> [What this task involves]:
Convert everything from the start of the records down to the line containing "query: the noun phrase to segment: topiary" into a Markdown table with two columns, Row (the row number) and Line (the line itself), leaving out any blank lines.

[Begin]

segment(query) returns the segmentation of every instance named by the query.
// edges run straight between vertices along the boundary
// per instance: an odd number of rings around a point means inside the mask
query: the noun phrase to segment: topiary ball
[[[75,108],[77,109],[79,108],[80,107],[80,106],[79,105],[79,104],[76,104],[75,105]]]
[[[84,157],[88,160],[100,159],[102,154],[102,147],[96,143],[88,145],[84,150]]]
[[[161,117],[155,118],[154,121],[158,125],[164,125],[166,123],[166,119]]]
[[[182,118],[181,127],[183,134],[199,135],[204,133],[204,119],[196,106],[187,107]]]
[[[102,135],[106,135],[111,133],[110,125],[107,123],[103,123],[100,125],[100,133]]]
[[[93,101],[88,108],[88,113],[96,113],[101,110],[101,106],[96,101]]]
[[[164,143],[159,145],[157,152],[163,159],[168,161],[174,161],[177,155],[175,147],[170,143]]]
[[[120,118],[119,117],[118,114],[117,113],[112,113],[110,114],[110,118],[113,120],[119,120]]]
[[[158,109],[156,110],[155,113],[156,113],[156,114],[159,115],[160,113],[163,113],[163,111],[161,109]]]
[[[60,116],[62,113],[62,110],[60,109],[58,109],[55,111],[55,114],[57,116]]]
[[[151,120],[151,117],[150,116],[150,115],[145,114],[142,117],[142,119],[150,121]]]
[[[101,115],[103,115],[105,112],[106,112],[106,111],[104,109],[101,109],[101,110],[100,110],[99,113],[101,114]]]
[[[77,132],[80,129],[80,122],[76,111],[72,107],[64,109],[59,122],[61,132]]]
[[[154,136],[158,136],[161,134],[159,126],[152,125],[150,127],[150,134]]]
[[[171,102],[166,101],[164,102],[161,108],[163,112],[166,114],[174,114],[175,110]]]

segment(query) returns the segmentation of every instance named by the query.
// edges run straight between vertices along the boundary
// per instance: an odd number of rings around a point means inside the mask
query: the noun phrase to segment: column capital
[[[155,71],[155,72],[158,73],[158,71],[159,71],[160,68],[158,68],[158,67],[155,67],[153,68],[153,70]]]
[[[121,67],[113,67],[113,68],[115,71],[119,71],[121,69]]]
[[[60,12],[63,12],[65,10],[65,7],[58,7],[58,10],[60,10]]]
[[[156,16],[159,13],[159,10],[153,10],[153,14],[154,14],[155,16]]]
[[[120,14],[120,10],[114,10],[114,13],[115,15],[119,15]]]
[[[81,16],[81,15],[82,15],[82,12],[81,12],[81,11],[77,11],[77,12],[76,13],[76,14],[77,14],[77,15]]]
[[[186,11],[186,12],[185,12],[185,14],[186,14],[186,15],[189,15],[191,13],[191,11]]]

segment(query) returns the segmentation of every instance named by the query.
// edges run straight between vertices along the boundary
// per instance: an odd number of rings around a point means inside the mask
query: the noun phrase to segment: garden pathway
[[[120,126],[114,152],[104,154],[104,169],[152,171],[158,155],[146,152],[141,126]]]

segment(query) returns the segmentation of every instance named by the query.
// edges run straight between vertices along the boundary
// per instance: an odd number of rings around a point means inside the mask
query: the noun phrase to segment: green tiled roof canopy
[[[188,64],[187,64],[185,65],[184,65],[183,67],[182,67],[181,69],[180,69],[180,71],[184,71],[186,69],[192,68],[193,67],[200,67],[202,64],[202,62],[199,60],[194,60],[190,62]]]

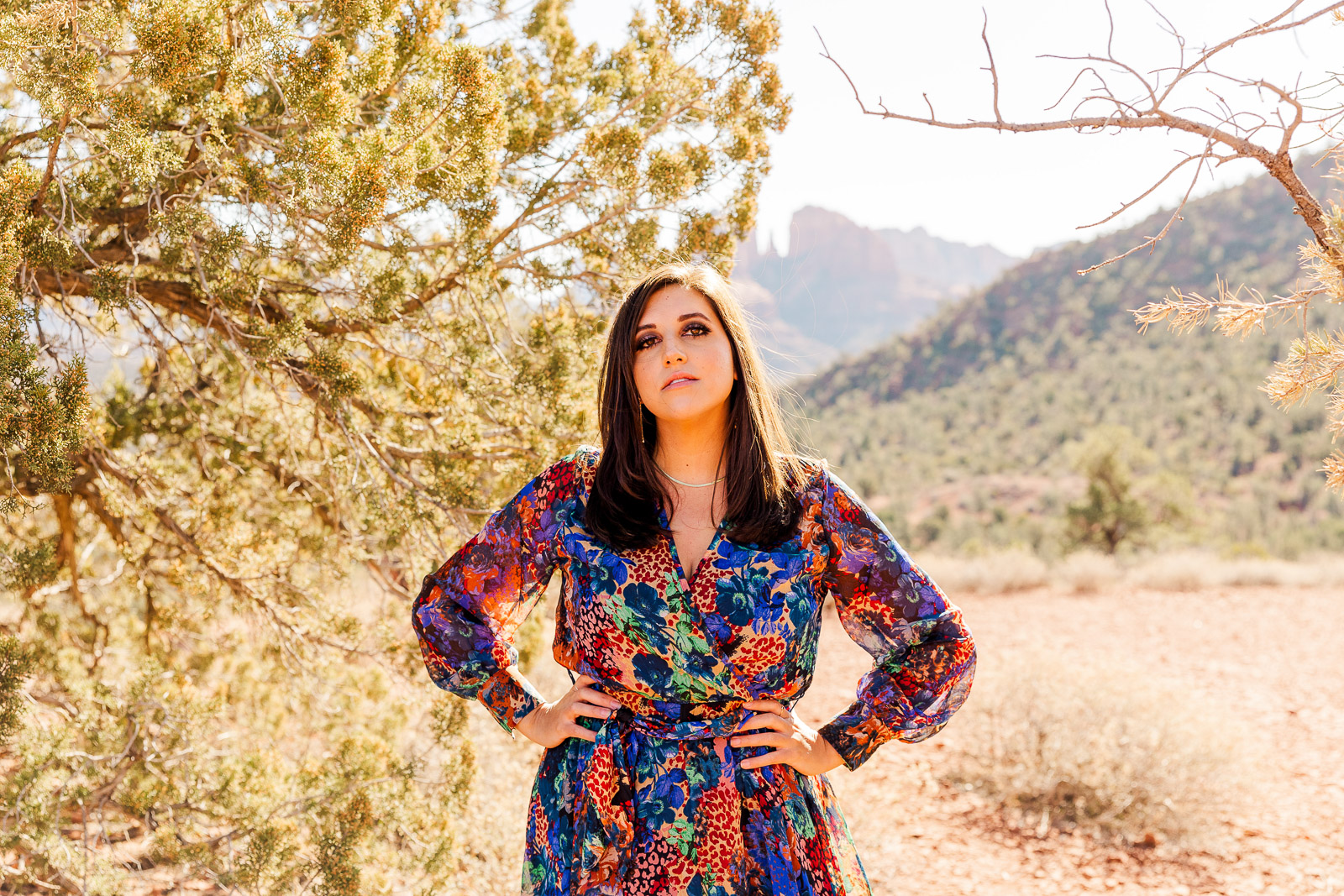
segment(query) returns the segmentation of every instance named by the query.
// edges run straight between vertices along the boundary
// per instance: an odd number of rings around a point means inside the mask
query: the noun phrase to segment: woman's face
[[[737,377],[732,343],[710,300],[680,285],[649,297],[634,332],[634,386],[653,416],[723,414]]]

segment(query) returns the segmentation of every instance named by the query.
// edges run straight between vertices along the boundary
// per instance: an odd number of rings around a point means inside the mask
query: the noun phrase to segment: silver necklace
[[[687,486],[688,489],[707,489],[711,485],[714,485],[715,482],[722,482],[723,481],[723,477],[720,476],[714,482],[683,482],[681,480],[676,478],[675,476],[672,476],[671,473],[668,473],[667,470],[664,470],[661,466],[659,466],[657,461],[653,462],[653,466],[657,466],[659,467],[659,473],[661,473],[663,476],[668,477],[669,480],[672,480],[677,485]]]

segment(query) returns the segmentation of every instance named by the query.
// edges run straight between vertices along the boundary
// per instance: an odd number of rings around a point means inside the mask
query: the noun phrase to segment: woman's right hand
[[[597,678],[579,676],[563,697],[555,703],[543,703],[519,719],[517,731],[547,748],[559,747],[569,737],[597,740],[597,732],[581,725],[578,717],[606,719],[621,708],[621,703],[590,686],[595,682]]]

[End]

> [Full solution]:
| Row | Line |
|---|---|
| 1 | segment(query) returns the segmentation of every instance named by the query. |
| 2 | // edges run straight between vertices along the boundary |
| 3 | // per instance: an odd number of rings around a point means inside the mask |
| 4 | query: the noun phrase to segment: topiary ball |